**TASK INSTRUCTIONS**.
Would you copy only the lines below, beginning with the one that contains "Target: small window" and running through the last entry line?

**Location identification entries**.
** START **
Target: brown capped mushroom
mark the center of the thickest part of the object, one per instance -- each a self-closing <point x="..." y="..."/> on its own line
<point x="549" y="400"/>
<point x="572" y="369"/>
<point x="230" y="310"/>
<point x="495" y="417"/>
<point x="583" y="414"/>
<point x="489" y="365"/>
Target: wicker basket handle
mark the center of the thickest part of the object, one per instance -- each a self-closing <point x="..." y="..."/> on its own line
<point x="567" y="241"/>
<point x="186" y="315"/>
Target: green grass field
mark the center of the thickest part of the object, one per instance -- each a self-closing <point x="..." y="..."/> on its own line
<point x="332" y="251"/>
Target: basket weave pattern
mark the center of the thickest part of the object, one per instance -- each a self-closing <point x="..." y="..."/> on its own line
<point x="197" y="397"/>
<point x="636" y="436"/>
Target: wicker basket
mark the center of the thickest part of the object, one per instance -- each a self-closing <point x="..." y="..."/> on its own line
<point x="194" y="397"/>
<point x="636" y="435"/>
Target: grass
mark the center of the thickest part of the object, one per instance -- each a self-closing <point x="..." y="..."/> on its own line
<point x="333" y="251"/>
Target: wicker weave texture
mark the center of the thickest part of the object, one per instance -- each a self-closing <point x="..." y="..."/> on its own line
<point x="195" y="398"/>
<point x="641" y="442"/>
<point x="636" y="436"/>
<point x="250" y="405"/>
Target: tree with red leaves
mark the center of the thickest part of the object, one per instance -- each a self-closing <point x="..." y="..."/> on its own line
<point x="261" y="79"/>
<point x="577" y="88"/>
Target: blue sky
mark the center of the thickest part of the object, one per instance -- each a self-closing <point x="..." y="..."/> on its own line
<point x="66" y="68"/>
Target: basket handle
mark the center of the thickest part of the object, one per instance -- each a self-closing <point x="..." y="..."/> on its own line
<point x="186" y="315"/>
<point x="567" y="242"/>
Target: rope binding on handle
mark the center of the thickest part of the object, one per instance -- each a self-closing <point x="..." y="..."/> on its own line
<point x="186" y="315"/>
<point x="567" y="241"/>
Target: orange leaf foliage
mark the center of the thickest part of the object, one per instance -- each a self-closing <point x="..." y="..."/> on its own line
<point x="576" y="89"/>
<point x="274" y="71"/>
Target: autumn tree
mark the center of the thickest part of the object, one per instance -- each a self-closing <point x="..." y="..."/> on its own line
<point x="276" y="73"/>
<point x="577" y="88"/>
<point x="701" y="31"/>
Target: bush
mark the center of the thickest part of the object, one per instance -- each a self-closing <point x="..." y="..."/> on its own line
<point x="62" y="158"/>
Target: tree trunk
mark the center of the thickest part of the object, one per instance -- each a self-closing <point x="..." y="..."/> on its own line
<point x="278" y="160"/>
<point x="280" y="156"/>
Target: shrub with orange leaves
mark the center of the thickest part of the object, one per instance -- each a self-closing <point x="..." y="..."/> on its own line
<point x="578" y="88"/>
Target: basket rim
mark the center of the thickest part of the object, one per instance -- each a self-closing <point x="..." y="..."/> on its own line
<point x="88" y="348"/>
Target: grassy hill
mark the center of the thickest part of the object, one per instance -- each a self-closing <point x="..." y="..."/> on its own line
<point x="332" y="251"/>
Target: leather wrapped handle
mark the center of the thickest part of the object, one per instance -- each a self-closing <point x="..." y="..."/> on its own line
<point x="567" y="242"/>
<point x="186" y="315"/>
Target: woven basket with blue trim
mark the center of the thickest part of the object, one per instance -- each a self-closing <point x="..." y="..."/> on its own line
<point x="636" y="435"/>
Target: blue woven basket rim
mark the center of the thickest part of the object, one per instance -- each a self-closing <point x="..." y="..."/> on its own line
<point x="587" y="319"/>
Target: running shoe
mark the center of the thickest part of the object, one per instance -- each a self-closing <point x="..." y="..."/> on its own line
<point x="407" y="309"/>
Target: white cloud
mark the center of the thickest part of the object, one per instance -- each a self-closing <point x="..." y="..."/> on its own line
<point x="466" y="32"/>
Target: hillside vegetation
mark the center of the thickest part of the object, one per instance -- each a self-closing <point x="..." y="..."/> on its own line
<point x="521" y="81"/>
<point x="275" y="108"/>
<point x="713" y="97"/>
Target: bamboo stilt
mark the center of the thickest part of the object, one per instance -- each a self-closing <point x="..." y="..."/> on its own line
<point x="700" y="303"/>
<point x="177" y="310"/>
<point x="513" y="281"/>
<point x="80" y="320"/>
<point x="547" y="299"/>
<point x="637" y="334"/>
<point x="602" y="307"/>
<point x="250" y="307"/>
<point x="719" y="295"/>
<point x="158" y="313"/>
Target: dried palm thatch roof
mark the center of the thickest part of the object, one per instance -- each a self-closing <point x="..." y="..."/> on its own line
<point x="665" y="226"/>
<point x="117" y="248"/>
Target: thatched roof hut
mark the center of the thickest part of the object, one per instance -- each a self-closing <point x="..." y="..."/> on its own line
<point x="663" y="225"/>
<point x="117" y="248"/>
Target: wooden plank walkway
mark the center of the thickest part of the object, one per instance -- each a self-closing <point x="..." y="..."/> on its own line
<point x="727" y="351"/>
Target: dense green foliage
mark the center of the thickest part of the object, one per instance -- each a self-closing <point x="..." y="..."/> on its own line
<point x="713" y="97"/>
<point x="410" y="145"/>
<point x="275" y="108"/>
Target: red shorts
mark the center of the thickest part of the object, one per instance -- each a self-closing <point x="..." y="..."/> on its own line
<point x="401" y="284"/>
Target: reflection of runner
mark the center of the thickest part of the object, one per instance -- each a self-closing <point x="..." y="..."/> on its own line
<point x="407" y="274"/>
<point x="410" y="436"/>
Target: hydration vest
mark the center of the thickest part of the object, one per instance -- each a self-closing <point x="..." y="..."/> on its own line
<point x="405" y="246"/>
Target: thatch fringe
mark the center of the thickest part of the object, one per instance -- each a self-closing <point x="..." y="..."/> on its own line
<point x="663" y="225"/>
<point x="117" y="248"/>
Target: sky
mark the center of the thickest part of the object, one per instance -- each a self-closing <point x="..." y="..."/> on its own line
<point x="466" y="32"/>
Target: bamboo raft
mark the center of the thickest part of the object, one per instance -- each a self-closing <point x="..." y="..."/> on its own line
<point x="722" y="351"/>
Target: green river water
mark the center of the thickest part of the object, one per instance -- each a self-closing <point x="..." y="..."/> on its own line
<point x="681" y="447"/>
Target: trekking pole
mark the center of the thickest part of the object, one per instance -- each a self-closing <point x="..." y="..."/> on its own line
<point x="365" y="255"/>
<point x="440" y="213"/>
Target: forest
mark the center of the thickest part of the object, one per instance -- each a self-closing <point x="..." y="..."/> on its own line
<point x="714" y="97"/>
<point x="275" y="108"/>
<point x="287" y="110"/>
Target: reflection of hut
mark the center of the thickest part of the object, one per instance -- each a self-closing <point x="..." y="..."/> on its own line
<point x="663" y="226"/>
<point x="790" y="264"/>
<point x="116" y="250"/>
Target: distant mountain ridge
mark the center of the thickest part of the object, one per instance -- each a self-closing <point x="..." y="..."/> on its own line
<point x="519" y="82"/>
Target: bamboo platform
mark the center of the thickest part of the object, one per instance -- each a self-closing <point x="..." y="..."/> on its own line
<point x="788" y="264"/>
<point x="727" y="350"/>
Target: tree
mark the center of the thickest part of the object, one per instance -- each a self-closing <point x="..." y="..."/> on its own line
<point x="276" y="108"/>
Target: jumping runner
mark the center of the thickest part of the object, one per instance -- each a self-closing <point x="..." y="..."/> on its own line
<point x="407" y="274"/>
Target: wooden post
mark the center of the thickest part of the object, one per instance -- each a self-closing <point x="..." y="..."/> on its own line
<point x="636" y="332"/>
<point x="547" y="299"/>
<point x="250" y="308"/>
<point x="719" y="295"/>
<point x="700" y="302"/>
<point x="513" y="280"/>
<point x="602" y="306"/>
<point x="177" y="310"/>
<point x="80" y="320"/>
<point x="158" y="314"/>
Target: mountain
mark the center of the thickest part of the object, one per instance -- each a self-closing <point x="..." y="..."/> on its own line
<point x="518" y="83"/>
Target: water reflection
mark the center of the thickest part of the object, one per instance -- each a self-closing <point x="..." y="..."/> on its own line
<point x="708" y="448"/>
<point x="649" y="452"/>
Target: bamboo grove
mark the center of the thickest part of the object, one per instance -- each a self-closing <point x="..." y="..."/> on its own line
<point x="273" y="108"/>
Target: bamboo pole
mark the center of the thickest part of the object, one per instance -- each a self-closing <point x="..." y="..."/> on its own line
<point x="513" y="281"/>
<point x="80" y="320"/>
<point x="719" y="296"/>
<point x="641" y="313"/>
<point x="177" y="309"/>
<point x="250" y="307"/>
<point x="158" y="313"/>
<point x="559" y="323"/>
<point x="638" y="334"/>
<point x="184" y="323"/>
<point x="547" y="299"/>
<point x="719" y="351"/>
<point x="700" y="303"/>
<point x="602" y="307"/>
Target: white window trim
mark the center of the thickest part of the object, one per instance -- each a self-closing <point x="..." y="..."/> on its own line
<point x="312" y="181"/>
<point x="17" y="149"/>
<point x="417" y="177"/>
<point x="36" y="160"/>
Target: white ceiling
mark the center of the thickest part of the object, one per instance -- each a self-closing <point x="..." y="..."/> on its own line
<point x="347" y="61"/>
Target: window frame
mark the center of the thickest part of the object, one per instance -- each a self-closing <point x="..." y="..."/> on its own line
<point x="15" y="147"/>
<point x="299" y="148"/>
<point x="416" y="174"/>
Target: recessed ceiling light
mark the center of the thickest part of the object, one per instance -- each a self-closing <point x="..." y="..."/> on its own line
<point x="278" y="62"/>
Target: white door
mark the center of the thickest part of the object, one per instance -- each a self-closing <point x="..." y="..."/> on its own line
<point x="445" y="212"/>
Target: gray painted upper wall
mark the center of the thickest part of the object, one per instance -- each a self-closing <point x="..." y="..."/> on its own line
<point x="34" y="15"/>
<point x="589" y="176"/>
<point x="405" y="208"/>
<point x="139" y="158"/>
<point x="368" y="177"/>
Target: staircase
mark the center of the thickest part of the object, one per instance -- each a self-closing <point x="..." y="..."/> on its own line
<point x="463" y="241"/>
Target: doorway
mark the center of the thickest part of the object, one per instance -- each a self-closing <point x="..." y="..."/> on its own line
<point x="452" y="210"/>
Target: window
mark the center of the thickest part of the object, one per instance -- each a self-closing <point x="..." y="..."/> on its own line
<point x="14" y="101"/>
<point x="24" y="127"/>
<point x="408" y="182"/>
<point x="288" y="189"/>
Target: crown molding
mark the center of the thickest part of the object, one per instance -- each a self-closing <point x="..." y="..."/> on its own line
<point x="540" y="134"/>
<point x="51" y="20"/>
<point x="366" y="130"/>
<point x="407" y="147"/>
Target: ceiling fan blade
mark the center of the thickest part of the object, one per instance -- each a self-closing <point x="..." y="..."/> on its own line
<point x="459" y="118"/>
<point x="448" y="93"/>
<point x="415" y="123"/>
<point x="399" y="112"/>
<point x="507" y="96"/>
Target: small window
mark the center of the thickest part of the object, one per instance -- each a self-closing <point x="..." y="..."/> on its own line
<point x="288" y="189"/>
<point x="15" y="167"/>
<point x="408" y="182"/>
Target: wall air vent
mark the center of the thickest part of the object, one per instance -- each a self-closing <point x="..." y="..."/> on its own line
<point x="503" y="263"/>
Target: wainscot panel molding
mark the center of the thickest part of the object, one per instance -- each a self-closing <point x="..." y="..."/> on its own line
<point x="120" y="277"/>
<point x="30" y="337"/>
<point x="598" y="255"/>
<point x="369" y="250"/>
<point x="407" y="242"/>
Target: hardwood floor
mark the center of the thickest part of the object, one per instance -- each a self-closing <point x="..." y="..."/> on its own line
** END **
**WRITTEN SOLUTION**.
Target: small window
mark the center of the thickest part of the object, one per instance -- each a self-closing <point x="..." y="..."/> on its own line
<point x="288" y="189"/>
<point x="15" y="167"/>
<point x="408" y="182"/>
Target: wall air vent
mark the center of the thickest part of the object, one per instance -- each a self-closing <point x="..." y="..."/> on its own line
<point x="503" y="263"/>
Target: wainscot panel molding
mark the center of the thickest part of the object, one per instance -- each a self-closing <point x="..." y="..."/> on its own line
<point x="120" y="277"/>
<point x="30" y="337"/>
<point x="598" y="255"/>
<point x="369" y="250"/>
<point x="407" y="242"/>
Target: hardwood floor
mark the center of the thickest part of the object, one per instance -- each a self-closing <point x="..." y="..."/> on its own line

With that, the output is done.